━━ EXERCISE MATERIAL

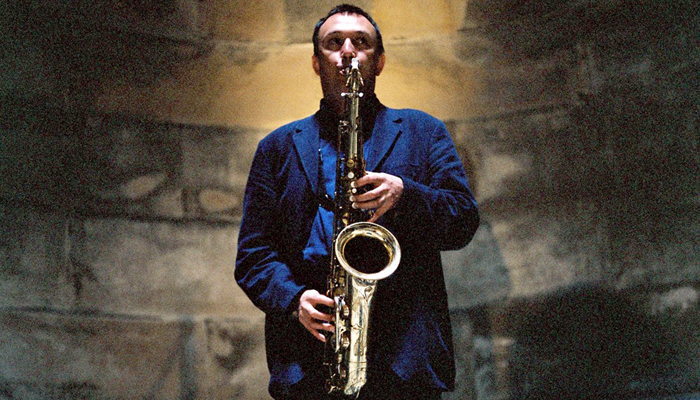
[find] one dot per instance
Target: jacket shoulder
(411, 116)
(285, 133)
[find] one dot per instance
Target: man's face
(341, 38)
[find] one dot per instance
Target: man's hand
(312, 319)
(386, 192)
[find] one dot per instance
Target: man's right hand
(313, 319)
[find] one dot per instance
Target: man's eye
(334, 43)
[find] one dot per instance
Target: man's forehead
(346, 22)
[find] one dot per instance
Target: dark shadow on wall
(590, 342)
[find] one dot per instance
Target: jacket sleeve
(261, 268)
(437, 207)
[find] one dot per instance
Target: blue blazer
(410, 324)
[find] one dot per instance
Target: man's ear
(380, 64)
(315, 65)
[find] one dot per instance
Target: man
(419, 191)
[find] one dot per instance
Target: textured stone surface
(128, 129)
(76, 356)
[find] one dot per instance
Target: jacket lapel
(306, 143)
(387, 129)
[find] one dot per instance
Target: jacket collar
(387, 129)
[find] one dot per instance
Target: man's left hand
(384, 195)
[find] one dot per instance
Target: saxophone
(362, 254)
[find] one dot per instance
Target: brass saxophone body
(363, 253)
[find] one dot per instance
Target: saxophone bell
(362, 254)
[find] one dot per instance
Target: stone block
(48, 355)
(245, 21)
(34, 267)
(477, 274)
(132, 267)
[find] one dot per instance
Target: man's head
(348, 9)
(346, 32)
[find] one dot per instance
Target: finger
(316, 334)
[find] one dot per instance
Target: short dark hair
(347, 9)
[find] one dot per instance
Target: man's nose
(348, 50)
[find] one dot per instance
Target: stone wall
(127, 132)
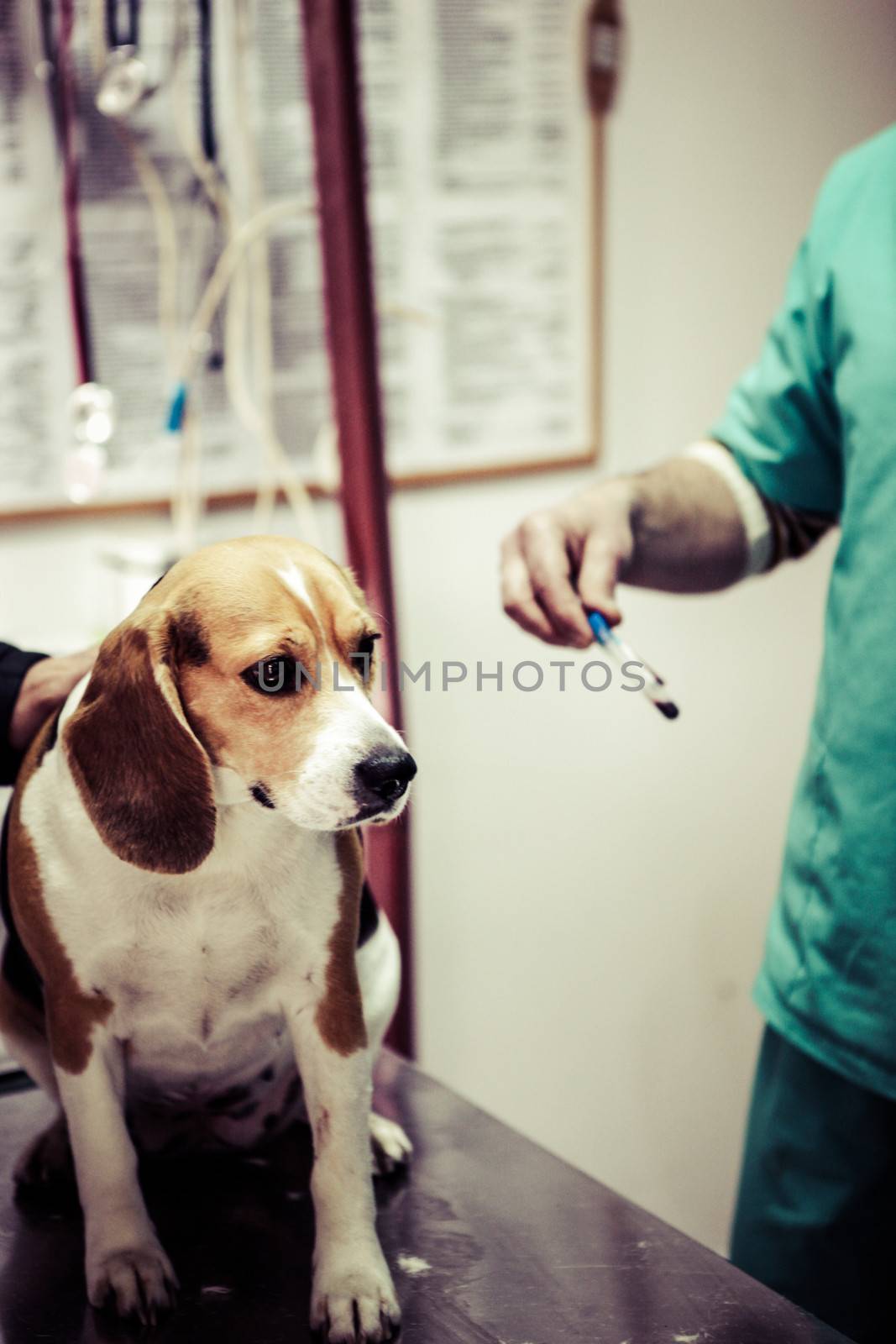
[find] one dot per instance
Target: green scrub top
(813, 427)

━━━━
━━ EXERCISE MATERIAL

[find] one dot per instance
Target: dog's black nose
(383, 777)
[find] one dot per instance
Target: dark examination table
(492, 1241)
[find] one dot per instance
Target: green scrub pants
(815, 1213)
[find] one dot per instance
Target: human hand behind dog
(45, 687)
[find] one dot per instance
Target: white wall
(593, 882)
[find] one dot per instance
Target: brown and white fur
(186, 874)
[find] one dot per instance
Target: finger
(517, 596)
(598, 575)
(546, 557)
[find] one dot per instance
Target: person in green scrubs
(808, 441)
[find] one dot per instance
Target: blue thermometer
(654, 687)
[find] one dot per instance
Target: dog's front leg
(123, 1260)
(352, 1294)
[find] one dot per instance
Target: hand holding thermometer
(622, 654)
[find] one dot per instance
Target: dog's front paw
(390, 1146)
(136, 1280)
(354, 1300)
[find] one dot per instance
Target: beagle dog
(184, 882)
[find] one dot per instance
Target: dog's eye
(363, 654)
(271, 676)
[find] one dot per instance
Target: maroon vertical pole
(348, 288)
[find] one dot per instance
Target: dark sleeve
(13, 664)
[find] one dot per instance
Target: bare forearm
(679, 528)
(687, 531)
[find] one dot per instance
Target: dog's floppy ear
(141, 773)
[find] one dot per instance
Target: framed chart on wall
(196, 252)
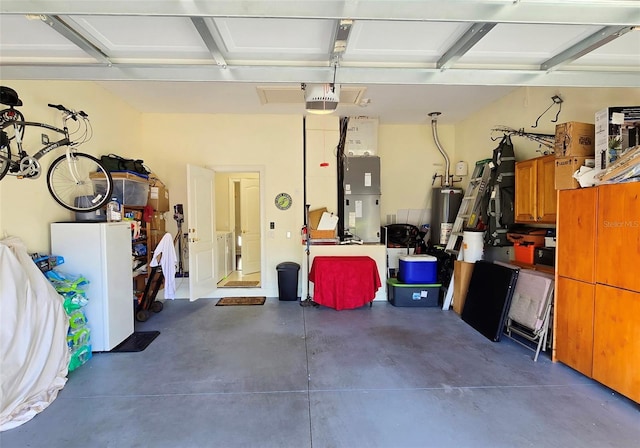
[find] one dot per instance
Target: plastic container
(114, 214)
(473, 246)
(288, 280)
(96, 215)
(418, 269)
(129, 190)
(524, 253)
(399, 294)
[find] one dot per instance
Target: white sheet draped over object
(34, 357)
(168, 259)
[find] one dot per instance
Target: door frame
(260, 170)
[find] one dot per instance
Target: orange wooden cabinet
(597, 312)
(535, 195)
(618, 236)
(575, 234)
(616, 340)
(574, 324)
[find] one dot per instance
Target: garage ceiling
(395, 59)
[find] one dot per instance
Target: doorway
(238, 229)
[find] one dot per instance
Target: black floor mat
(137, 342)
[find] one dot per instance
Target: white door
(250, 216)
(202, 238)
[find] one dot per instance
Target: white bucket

━━━━

_EXERCISE OBJECTIVE_
Go back to the listing above and reproduce, exactly, the stretch from the line bearing "Target: dog's front paw" through the line bearing "Target: white bucket", without its pictures.

_FINISHED TASK_
Target: dog's front paw
(390, 1146)
(136, 1280)
(354, 1300)
[find] one dot per instance
Target: beagle dog
(184, 882)
[find] one dot per instance
Target: dog's eye
(363, 654)
(271, 676)
[find] one dot per instance
Target: maroon vertical pole
(348, 288)
[find] one dot per instance
Target: dark sleeve
(13, 664)
[find] one dot per instance
Target: bare forearm
(679, 528)
(687, 531)
[find] one dot per instance
Target: dog's floppy ear
(141, 773)
[find] one dot per instance
Target: framed chart on wall
(196, 252)
[find] one dot per instance
Target: plastic container
(114, 214)
(473, 246)
(288, 280)
(96, 215)
(418, 269)
(129, 190)
(524, 253)
(399, 294)
[find] one dot per instance
Target: white sheet draped over object
(34, 357)
(168, 259)
[find] one dot per instance
Target: door frame
(260, 170)
[find] one dot per instance
Target: orange wooden cabinet
(597, 312)
(535, 195)
(618, 236)
(575, 234)
(616, 340)
(574, 324)
[find] one dot per instance
Target: garage ceiling
(395, 59)
[find] one dot per instance
Target: doorway
(238, 229)
[find] one dot per instance
Target: black floor mat
(137, 342)
[find] one dot per instance
Target: white door
(250, 216)
(202, 238)
[find] one dot per instance
Target: white bucket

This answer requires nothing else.